Point placement records
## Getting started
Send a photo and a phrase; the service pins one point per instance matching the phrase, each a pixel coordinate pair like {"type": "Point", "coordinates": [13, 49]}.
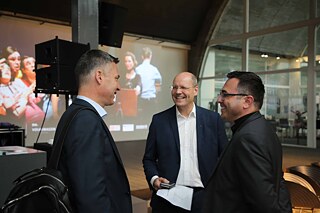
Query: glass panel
{"type": "Point", "coordinates": [269, 13]}
{"type": "Point", "coordinates": [279, 51]}
{"type": "Point", "coordinates": [285, 106]}
{"type": "Point", "coordinates": [231, 21]}
{"type": "Point", "coordinates": [222, 59]}
{"type": "Point", "coordinates": [318, 8]}
{"type": "Point", "coordinates": [209, 89]}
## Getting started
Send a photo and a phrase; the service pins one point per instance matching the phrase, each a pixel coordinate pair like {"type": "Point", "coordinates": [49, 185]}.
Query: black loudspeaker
{"type": "Point", "coordinates": [55, 63]}
{"type": "Point", "coordinates": [12, 137]}
{"type": "Point", "coordinates": [111, 24]}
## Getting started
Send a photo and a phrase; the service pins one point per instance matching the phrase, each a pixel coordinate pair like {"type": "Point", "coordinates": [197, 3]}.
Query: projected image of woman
{"type": "Point", "coordinates": [14, 60]}
{"type": "Point", "coordinates": [132, 80]}
{"type": "Point", "coordinates": [12, 94]}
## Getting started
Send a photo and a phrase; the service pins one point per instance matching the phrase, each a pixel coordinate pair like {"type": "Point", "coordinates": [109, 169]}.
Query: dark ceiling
{"type": "Point", "coordinates": [172, 20]}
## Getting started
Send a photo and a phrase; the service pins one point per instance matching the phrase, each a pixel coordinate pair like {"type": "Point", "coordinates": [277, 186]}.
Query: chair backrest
{"type": "Point", "coordinates": [299, 180]}
{"type": "Point", "coordinates": [283, 122]}
{"type": "Point", "coordinates": [301, 197]}
{"type": "Point", "coordinates": [310, 174]}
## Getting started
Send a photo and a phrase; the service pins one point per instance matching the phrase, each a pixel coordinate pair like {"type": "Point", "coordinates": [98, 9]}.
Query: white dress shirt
{"type": "Point", "coordinates": [189, 174]}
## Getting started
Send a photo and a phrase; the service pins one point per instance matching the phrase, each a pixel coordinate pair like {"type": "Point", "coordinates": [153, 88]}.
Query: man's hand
{"type": "Point", "coordinates": [156, 183]}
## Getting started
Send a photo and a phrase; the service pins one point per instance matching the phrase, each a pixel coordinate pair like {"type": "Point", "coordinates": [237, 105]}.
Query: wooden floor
{"type": "Point", "coordinates": [132, 153]}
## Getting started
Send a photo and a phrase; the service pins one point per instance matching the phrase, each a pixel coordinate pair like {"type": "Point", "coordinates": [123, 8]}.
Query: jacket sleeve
{"type": "Point", "coordinates": [85, 162]}
{"type": "Point", "coordinates": [150, 156]}
{"type": "Point", "coordinates": [254, 170]}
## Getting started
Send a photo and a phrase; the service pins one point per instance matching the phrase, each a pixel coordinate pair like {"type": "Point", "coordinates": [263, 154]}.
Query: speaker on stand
{"type": "Point", "coordinates": [111, 24]}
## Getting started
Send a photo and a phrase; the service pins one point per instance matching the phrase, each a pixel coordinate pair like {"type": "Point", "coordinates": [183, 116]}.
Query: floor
{"type": "Point", "coordinates": [132, 153]}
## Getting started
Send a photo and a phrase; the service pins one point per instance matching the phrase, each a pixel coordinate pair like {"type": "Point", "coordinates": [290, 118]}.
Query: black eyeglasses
{"type": "Point", "coordinates": [181, 88]}
{"type": "Point", "coordinates": [114, 59]}
{"type": "Point", "coordinates": [224, 95]}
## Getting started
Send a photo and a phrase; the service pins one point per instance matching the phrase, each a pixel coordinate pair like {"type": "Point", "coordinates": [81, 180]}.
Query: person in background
{"type": "Point", "coordinates": [183, 145]}
{"type": "Point", "coordinates": [33, 112]}
{"type": "Point", "coordinates": [14, 94]}
{"type": "Point", "coordinates": [151, 80]}
{"type": "Point", "coordinates": [90, 162]}
{"type": "Point", "coordinates": [14, 61]}
{"type": "Point", "coordinates": [248, 176]}
{"type": "Point", "coordinates": [131, 80]}
{"type": "Point", "coordinates": [28, 72]}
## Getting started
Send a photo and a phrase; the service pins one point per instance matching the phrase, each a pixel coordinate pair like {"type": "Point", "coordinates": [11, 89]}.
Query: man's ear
{"type": "Point", "coordinates": [248, 101]}
{"type": "Point", "coordinates": [98, 76]}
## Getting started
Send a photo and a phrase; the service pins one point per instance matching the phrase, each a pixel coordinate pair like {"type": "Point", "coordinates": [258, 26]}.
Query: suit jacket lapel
{"type": "Point", "coordinates": [199, 126]}
{"type": "Point", "coordinates": [174, 126]}
{"type": "Point", "coordinates": [113, 145]}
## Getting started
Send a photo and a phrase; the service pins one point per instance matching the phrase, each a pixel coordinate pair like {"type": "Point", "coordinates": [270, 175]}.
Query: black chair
{"type": "Point", "coordinates": [310, 174]}
{"type": "Point", "coordinates": [283, 124]}
{"type": "Point", "coordinates": [316, 164]}
{"type": "Point", "coordinates": [301, 197]}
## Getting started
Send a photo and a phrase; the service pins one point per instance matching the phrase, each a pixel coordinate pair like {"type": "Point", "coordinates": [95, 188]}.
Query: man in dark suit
{"type": "Point", "coordinates": [248, 176]}
{"type": "Point", "coordinates": [183, 145]}
{"type": "Point", "coordinates": [90, 162]}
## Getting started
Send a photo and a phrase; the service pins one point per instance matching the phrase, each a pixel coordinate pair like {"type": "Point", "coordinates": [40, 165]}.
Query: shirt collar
{"type": "Point", "coordinates": [102, 112]}
{"type": "Point", "coordinates": [239, 121]}
{"type": "Point", "coordinates": [192, 113]}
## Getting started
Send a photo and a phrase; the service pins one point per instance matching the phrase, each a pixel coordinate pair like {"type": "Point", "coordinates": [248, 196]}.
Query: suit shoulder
{"type": "Point", "coordinates": [207, 112]}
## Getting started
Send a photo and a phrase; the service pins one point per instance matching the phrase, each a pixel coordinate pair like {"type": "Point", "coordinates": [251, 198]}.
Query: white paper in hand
{"type": "Point", "coordinates": [179, 196]}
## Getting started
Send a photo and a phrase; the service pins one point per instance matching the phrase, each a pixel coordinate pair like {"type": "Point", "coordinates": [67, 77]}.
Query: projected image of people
{"type": "Point", "coordinates": [19, 105]}
{"type": "Point", "coordinates": [131, 80]}
{"type": "Point", "coordinates": [151, 83]}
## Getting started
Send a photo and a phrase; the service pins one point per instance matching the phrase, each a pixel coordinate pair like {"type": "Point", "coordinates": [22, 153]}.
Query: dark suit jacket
{"type": "Point", "coordinates": [91, 164]}
{"type": "Point", "coordinates": [162, 153]}
{"type": "Point", "coordinates": [249, 172]}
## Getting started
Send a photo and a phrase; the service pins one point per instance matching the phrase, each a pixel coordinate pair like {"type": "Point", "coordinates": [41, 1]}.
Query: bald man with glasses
{"type": "Point", "coordinates": [183, 146]}
{"type": "Point", "coordinates": [248, 176]}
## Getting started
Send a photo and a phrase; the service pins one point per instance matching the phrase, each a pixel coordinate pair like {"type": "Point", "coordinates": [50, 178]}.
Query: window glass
{"type": "Point", "coordinates": [231, 21]}
{"type": "Point", "coordinates": [269, 13]}
{"type": "Point", "coordinates": [318, 8]}
{"type": "Point", "coordinates": [285, 106]}
{"type": "Point", "coordinates": [222, 59]}
{"type": "Point", "coordinates": [279, 51]}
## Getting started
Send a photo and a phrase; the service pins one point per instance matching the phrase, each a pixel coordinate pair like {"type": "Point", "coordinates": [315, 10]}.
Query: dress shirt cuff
{"type": "Point", "coordinates": [153, 179]}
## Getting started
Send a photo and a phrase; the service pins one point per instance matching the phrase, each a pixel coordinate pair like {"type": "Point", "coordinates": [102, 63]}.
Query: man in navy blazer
{"type": "Point", "coordinates": [248, 176]}
{"type": "Point", "coordinates": [183, 145]}
{"type": "Point", "coordinates": [90, 162]}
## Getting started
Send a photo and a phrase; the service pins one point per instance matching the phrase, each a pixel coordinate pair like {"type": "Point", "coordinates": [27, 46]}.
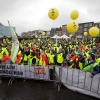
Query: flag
{"type": "Point", "coordinates": [15, 44]}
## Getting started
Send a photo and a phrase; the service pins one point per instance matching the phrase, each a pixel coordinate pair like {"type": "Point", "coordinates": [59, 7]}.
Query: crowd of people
{"type": "Point", "coordinates": [80, 54]}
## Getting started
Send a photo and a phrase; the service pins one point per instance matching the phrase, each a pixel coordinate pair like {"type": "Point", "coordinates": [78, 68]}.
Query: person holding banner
{"type": "Point", "coordinates": [92, 66]}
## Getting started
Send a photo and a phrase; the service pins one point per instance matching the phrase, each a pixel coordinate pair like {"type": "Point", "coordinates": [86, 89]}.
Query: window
{"type": "Point", "coordinates": [85, 25]}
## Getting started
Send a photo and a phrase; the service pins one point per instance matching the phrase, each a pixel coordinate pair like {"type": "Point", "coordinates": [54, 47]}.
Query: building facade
{"type": "Point", "coordinates": [36, 32]}
{"type": "Point", "coordinates": [5, 30]}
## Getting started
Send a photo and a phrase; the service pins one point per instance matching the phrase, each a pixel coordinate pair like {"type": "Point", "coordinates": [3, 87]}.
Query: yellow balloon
{"type": "Point", "coordinates": [74, 14]}
{"type": "Point", "coordinates": [36, 36]}
{"type": "Point", "coordinates": [85, 33]}
{"type": "Point", "coordinates": [53, 13]}
{"type": "Point", "coordinates": [43, 33]}
{"type": "Point", "coordinates": [94, 31]}
{"type": "Point", "coordinates": [72, 27]}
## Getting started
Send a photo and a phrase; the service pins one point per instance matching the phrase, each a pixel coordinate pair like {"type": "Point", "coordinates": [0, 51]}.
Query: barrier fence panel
{"type": "Point", "coordinates": [76, 79]}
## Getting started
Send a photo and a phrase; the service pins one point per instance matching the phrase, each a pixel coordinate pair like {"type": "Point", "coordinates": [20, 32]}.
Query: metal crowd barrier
{"type": "Point", "coordinates": [58, 74]}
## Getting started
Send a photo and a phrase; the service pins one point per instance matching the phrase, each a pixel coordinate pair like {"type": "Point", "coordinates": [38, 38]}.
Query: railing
{"type": "Point", "coordinates": [61, 75]}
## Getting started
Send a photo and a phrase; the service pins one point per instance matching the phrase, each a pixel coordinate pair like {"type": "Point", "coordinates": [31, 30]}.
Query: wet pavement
{"type": "Point", "coordinates": [37, 90]}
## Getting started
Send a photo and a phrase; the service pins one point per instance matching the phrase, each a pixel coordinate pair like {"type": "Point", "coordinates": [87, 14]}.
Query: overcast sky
{"type": "Point", "coordinates": [28, 15]}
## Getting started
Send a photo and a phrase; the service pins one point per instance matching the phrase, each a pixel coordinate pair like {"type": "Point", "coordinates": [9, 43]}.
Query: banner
{"type": "Point", "coordinates": [31, 72]}
{"type": "Point", "coordinates": [15, 44]}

[Work to complete] Pick out every line of the data above that contains the word "crowd", and copy each of those lines.

[Answer for this exercise]
Query: crowd of people
Query: metal crowd barrier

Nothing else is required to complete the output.